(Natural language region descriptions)
####

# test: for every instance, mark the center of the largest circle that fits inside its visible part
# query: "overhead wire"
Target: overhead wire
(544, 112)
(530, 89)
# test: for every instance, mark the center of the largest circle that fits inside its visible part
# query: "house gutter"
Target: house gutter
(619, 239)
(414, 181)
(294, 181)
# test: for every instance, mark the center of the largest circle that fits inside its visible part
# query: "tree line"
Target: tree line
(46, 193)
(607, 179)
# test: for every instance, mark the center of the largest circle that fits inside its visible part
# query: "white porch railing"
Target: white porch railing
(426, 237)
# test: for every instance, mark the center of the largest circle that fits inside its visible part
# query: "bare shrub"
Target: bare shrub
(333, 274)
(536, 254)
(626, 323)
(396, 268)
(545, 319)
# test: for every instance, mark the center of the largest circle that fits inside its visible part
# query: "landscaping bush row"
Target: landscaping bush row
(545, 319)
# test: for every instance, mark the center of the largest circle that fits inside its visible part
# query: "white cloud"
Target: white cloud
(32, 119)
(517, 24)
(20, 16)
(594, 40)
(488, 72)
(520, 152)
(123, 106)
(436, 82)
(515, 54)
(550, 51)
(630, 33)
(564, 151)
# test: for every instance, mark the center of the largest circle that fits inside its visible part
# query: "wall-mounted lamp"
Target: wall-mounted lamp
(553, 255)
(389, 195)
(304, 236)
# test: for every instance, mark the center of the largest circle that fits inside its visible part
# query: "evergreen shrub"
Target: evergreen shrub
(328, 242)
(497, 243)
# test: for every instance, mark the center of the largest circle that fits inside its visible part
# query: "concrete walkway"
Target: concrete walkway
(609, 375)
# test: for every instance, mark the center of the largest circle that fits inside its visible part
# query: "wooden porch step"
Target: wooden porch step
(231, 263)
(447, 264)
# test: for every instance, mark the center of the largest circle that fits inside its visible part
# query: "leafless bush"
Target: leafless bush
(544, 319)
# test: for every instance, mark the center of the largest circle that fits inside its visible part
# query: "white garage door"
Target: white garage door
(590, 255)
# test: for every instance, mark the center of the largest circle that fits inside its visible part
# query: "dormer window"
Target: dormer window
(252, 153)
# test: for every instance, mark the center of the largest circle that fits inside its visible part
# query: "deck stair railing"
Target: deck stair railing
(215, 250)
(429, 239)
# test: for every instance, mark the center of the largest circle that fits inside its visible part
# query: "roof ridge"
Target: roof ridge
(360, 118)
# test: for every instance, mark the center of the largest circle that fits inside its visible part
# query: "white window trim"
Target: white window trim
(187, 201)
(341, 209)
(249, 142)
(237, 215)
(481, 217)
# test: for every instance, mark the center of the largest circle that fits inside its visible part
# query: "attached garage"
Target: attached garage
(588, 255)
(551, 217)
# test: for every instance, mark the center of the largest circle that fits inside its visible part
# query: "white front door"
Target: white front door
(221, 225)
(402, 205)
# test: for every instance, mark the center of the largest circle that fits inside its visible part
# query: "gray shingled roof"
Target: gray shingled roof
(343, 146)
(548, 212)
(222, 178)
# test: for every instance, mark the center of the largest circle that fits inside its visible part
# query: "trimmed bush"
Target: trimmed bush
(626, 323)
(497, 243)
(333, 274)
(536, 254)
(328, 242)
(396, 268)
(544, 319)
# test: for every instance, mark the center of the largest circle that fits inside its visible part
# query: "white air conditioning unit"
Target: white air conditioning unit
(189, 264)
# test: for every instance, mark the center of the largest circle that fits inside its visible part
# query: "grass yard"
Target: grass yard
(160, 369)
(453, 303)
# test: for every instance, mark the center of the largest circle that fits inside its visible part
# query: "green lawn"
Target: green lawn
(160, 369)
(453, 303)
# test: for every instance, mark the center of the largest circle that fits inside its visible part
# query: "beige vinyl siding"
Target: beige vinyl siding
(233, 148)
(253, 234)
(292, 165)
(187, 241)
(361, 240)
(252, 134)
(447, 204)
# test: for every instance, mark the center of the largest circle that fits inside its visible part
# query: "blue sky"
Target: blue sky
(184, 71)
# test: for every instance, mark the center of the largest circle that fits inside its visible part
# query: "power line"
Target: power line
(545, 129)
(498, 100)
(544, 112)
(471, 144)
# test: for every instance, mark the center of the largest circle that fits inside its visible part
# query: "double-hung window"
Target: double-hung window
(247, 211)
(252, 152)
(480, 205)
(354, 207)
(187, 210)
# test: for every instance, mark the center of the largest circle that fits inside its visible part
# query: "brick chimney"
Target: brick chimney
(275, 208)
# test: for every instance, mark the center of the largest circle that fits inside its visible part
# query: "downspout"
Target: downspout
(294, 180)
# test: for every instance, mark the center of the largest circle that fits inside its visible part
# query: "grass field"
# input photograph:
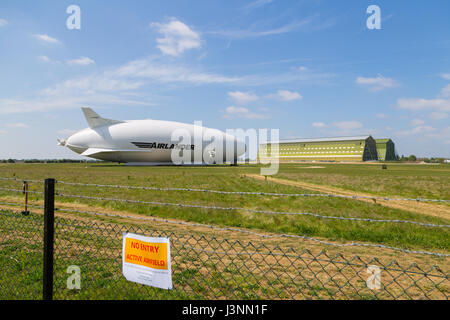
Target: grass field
(295, 269)
(429, 181)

####

What you should do – This task calls for an exact copy of the data above, without pictures.

Task answer –
# test: for every instance, mark the center of the largest circle that fits inside its visible part
# query: "overhead wire"
Target: overhead wire
(544, 112)
(530, 89)
# test: for every instance, mark the center of the largest circle that fits inside its visible part
# query: "house gutter"
Target: house gutter
(619, 239)
(414, 181)
(294, 181)
# test: for every instance, mark the center of the largest circle that fits inside its visible part
# query: "tree line"
Target: tree line
(46, 193)
(607, 179)
# test: for every instance, mark the center of the largest circle that fits inside its visible part
# query: "white porch railing"
Target: white porch railing
(426, 237)
# test: for every instance, mark the center of the largest circle that fits inside its visible part
# query: "bare shrub"
Target: bare shrub
(333, 274)
(536, 254)
(626, 323)
(396, 268)
(545, 319)
# test: for every instance, mark the center of the largest circle that fits inside its visible part
# query: "landscaping bush row"
Target: landscaping bush row
(545, 319)
# test: for every instance, mark the center of the largest circle that fits inside its visible part
# query: "white cloud"
Target: white cloud
(32, 119)
(517, 24)
(20, 16)
(594, 40)
(488, 72)
(520, 152)
(123, 106)
(436, 82)
(515, 54)
(550, 51)
(630, 33)
(564, 151)
# test: for every instance, mark the center of the largest circle that fits inside its visible part
# query: "wall-mounted lamp"
Target: wall-mounted lamp
(553, 255)
(389, 195)
(304, 236)
# test: for every instance, mark the center of the largest circle that fits inside its visible part
# query: "evergreen shrub"
Target: evergreen shrub
(328, 242)
(497, 243)
# test: for every instance, mark the center of the largest circle that fits inside its visible part
# query: "concrete walkway"
Target: concrete walkway
(609, 375)
# test: for every instance, mark the center of the largest circle that fits inside its visible part
# query: "wooden porch step"
Target: wooden porch step
(231, 263)
(447, 264)
# test: for every instance, mark the center of the largest circle that fits inside its visible part
# query: "leafless bush"
Target: leafless bush
(544, 319)
# test: for every instance, mark the center of the largest circle that fits inside its visible part
# query: "white garage door"
Target: white garage door
(590, 255)
# test: for every instance, mark the center of the largest circle that fits inside its visible part
# query: "dormer window"
Target: dormer window
(252, 153)
# test: for every instance, mark the center of the largest circle that fits inside its visible part
# query: "deck stair railing"
Target: deck stair railing
(215, 250)
(429, 239)
# test: for every instance, mark the center of the largest circle that fits inside its visible part
# query: "roof ridge"
Target: roof ridge
(360, 118)
# test: for every instance, mark the center of the largest circle that fits inside its visible part
# query: "white window trim"
Target: white window trim
(187, 201)
(341, 209)
(249, 142)
(237, 215)
(481, 217)
# test: for every instance, mark the center of the largest circle that fits inside its visible part
# query: "attached garage"
Target: attached garage
(588, 255)
(551, 217)
# test: for every instance, mark the center of the largest circle that fits inside its visible part
# query: "white front door"
Target: white front door
(221, 225)
(402, 205)
# test: for every instance, mark the center of the largest circle that fits inside its visible part
# query: "gray shingled roof"
Target: gray shingled roof
(343, 146)
(548, 212)
(222, 178)
# test: for every instance, mark the center of the largest circle that fits inside its visible part
# query: "trimmed bush"
Target: trimmed bush
(626, 323)
(497, 243)
(333, 274)
(536, 254)
(328, 242)
(396, 268)
(544, 319)
# test: for every instance, mark the center of the largest circle that fits inside its visible part
# query: "white air conditioning unit"
Target: white air conditioning unit
(189, 264)
# test: for every instance, mark the center of the largest circle that fits inside its visible part
# query: "grass yard"
Target: grass yard
(160, 369)
(453, 303)
# test: for every instance, mark the center of the largest circle that fits inside its visible part
# query: "green lawn"
Target: green lawn
(160, 369)
(453, 303)
# test: for every instance, mark the center of the largest circle that fits inside its visible part
# query: "beige vinyl siding"
Target: beige vinyl siding
(233, 148)
(253, 234)
(292, 165)
(187, 241)
(361, 240)
(252, 134)
(447, 204)
# test: for every instance, mark the center of the largest circle that fits inside its visible part
# query: "blue sky"
Target: blue sky
(184, 71)
# test: for every instance, mark the center of the largest circle that fits inside its visible part
# query: "power line"
Target: power line
(545, 129)
(498, 100)
(544, 112)
(471, 144)
# test: for every instance, mark the center of the largest circle that fits inside its visible part
# query: "double-hung window"
Target: double-hung window
(247, 211)
(252, 152)
(480, 205)
(354, 207)
(187, 210)
# test: for every instance, mark the center of the largest circle that fits inside its visible part
# query: "brick chimney"
Target: brick chimney
(275, 208)
# test: for every instance, mark the center of the largest circle that fits inside its visible part
# query: "downspout"
Target: downspout
(294, 180)
# test: for every instance, mark the center of the largest circle that fits inside its visible part
# query: "grass field"
# input photograph:
Target: grass field
(295, 269)
(429, 181)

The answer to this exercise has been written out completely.